---------- STORED DATA ----------

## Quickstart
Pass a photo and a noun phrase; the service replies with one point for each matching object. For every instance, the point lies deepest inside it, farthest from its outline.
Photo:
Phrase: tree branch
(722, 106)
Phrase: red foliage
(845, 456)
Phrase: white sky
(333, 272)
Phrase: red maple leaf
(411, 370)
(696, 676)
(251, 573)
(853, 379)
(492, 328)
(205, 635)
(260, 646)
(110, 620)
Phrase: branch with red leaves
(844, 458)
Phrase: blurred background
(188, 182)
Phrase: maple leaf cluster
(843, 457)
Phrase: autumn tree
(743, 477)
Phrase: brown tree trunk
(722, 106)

----------
---------- STORED DATA ----------

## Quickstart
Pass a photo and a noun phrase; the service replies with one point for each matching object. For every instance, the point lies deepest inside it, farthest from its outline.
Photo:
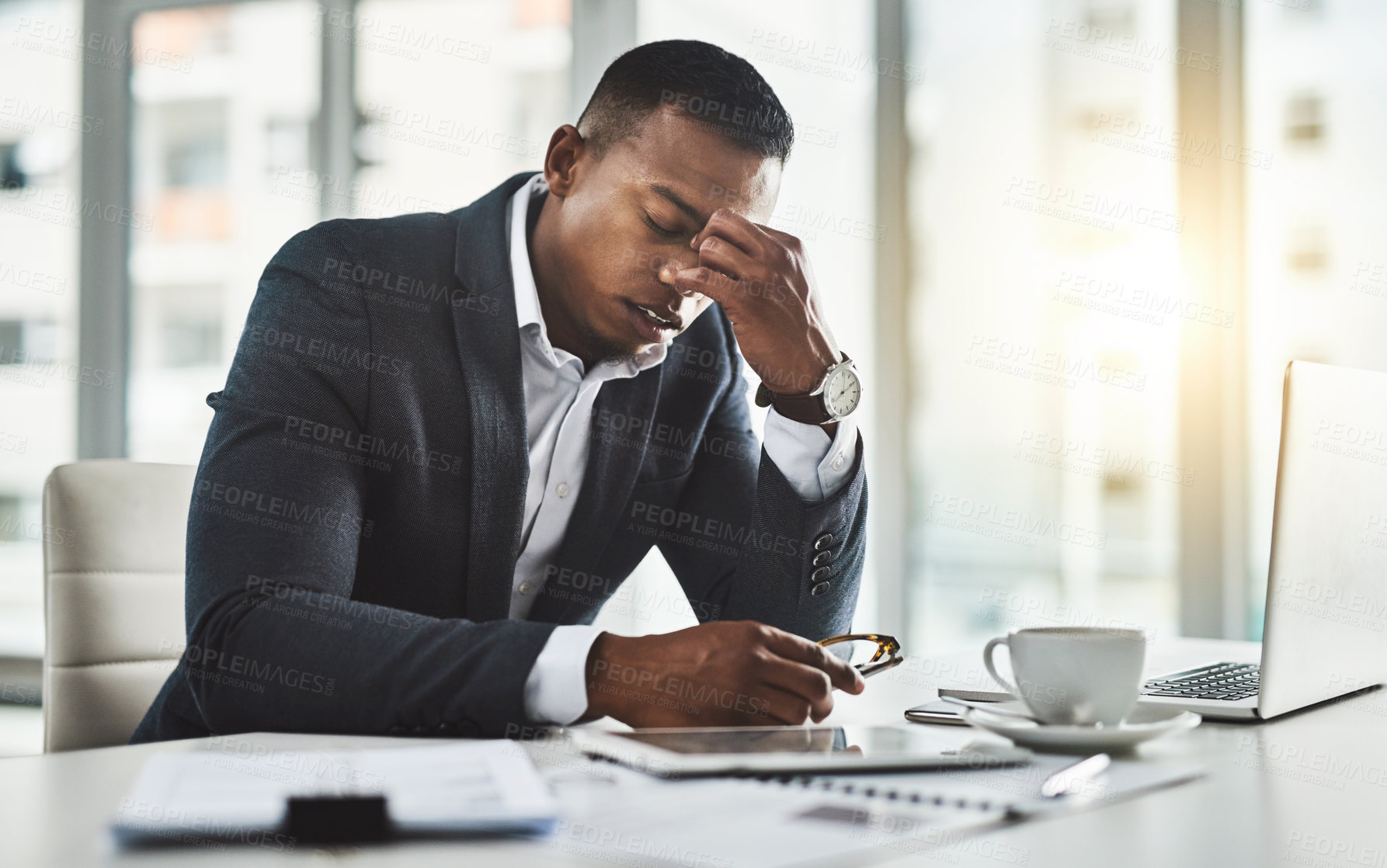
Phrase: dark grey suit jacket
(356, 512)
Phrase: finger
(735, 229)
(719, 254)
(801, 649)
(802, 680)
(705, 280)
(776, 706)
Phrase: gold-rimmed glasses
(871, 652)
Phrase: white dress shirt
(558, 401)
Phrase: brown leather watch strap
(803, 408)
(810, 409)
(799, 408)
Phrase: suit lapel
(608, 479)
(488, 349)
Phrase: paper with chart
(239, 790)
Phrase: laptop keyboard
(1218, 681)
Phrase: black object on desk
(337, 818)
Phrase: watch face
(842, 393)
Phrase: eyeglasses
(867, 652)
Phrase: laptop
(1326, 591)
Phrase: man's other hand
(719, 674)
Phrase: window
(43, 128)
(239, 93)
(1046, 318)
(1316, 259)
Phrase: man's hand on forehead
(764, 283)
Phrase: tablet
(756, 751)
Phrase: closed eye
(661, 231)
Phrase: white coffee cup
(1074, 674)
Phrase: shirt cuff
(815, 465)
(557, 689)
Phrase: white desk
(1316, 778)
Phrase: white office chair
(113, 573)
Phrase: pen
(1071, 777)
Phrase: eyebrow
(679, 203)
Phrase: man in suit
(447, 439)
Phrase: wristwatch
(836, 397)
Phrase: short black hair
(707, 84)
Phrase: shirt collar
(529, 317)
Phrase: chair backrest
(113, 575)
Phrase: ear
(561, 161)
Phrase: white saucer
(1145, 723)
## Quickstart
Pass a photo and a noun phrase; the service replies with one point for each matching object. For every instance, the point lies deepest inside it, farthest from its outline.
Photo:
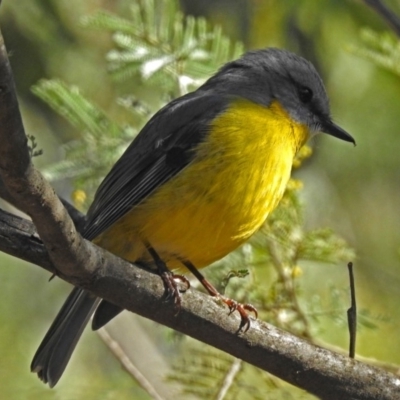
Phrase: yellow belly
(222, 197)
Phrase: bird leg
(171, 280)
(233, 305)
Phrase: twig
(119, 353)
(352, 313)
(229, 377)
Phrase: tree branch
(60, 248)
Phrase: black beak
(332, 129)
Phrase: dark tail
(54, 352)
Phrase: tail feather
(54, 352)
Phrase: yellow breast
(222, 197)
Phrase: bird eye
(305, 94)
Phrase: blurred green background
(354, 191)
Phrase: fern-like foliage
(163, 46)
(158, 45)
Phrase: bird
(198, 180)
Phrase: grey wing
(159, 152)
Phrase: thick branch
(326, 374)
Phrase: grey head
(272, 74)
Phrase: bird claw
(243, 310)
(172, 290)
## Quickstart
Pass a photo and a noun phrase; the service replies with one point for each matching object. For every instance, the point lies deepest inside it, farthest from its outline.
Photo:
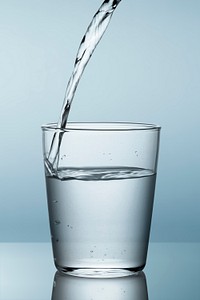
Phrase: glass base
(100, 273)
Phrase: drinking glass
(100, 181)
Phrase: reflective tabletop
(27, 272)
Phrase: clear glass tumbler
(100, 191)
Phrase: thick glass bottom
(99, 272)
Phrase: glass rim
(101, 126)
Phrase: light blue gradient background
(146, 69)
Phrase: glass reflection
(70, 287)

----------
---------- STORED DATA ----------

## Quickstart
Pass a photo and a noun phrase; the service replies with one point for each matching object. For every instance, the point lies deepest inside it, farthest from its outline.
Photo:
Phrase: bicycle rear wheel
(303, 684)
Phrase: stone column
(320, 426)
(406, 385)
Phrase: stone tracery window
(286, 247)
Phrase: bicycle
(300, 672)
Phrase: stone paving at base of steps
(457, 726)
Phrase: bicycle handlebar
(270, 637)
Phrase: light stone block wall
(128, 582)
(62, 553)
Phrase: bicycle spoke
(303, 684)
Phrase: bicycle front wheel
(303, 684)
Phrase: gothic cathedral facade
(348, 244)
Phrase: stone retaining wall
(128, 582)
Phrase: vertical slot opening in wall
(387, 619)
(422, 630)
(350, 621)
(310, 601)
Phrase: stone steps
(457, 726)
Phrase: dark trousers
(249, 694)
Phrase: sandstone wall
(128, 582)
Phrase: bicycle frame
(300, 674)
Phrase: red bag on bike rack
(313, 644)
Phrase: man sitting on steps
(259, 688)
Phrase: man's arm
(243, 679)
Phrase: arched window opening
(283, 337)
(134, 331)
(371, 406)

----------

Identify every line in the entries above that contains the string "bicycle", and copy each one. Case counts.

> CORRECT ANSWER:
Phrase: bicycle rear wheel
Phrase: bicycle
Phrase: bicycle handlebar
Phrase: bicycle spoke
Phrase: bicycle front wheel
Phrase: bicycle frame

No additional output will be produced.